* begin TEXT SEGMENT *
The second time was last week when I saw American Beauty. My sudden
paroxysm of grief was even less anticipated at this movie, which basically
begins as a black comedy. But it's a black comedy that gathers gravitas
as it proceeds, wrapping itself around the painful wound that occurs when
the soul is given over to consumerism, violence and compulsion - those
evils the entire world now associates with America. (And this film was
directed by a Brit, Sam Mendes. Only an outsider could see us so clearly.)
American Beauty situates the soul's ruination in suburbia - a
geographical metaphor at least as old as The Graduate (and there
are echoes of that film's intergenerational sexual transgressions in this
film). Former Mariettan Alan Ball's script is deliciously bitter. For
example, the film's most "normal" characters are a gay couple
- a pair of zombie nice guys, Jim and Jim, who have lost so much individuality
in their attempt to occupy the American mainstream that they have the
same bland name and wardrobe.
Contrarily, it is the Great Sin of Our Time, lust for a youth a la Lolita,
that awakens the film's main character, Lester (played by Kevin Spacey),
from his own living death inside the American Dream. But the same sin
provides him the opportunity to redeem himself
before meeting a violent
death when he likewise unintentionally reawakens eros in someone who can't
tolerate it.
This twisted plot of twisted people is an excellent demonstration of
the concepts of Archetypal Psychology that I have been trying to present
in this column for years. In the film's desolate landscape, the very wounds
and pathologies are the best evidence of the "beauty" lurking
just beneath consciousness. The wound, the pathology, elicits healing.
It has been amusing to me to read reviews of the film. Most reviewers
catch that the film is a piece of genius but they can't quite distance
from their predictable outrage that Lester, 42, is initiated into eventual
self-redemption by his taboo lust. In a nasty, hilarious caricature, he
regresses to the status of a teen-ager, pumping sets naked and stoned
in the garage while he fantasizes screwing the cheerleader. He gets a
job at a fast food joint, drives a Firebird and attacks his hopelessly
superficial wife with a remote-control toy truck.
As unpleasant as this picture is, something in us roots for him and I
say it's our own souls. The soul knows that the route to the truth is
always convoluted and messy, unpleasant, and full of embarrassing detours
into the id. The soul abhors psychobabble and political correctness -
roadblocks that value politeness and morality tales over self-revelation.
The soul knows when it is on track and forgives the messiness getting
there, no matter how much Dr. Laura says we should act more responsibly.
Eerily, the film closes with Lester validating our sense that we are seeing
a truth we know but can't quite yet seize for ourselves: We may not
understand now what matters, but one day we will share his understanding,
he says.
The film continually repeats this theme of the soul's telos, its intention
and direction revealed not in spite of but actually through the pain and
pathology of life. Thus the sanest character in the film - the one whose
words Lester actually borrows in his closing line - is a "troubled"
teenager living next door. The son of a violent military father and catatonic
mother, Ricky sells primo dope and videotapes his experiences with an
obsession beyond the early Warhol's.
* end TEXT SEGMENT *
■ **PROBLEMS AND TASKS**
[1] Using the review, answer each:
(a) Who directed the film?
(b) What name do both members of the gay couple have?
(c) What car does Lester drive after he regresses?
[2] Decide whether each statement matches the review, answering yes or no and quoting the words that settle it:
(a) Alan Ball wrote the film's script.
(b) Lester is 52 years old.
(c) Ricky's father is a violent military man.
* begin DATASET CONTENT *
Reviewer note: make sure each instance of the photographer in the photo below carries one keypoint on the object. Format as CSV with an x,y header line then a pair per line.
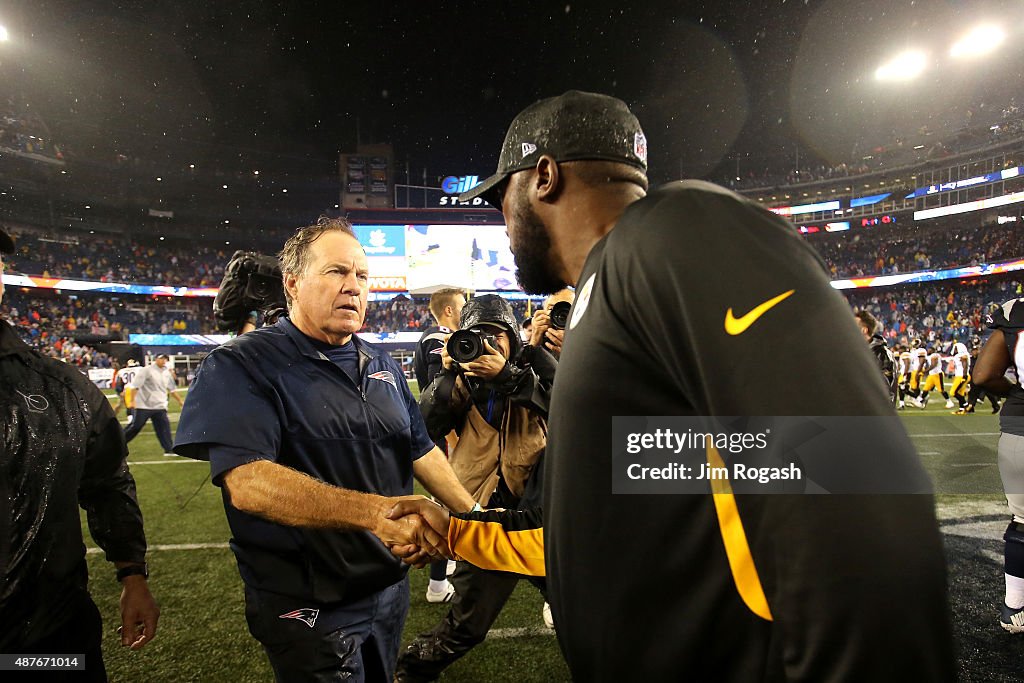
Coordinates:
* end DATASET CONTENT *
■ **FINAL RESULTS**
[1]
(a) Sam Mendes, a Brit.
(b) Jim.
(c) A Firebird.

[2]
(a) Yes: "Former Mariettan Alan Ball's script is deliciously bitter."
(b) No: "Lester, 42,"
(c) Yes: "The son of a violent military father and catatonic mother"